→ Material provided:
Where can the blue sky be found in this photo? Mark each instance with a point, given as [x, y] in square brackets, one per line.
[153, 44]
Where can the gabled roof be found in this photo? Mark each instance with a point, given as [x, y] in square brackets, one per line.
...
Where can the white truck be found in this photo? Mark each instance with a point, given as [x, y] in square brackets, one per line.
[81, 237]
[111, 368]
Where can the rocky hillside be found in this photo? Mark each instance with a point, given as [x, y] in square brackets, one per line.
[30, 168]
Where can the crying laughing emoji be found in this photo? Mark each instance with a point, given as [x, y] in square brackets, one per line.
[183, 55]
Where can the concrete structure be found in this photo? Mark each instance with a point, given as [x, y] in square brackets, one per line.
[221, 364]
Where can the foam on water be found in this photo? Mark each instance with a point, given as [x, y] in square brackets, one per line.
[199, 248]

→ Exercise description: Count how many lines in the records above contain the string "this", treating uppercase and lowercase as different. Reply with the number alone.

→ Solution: 7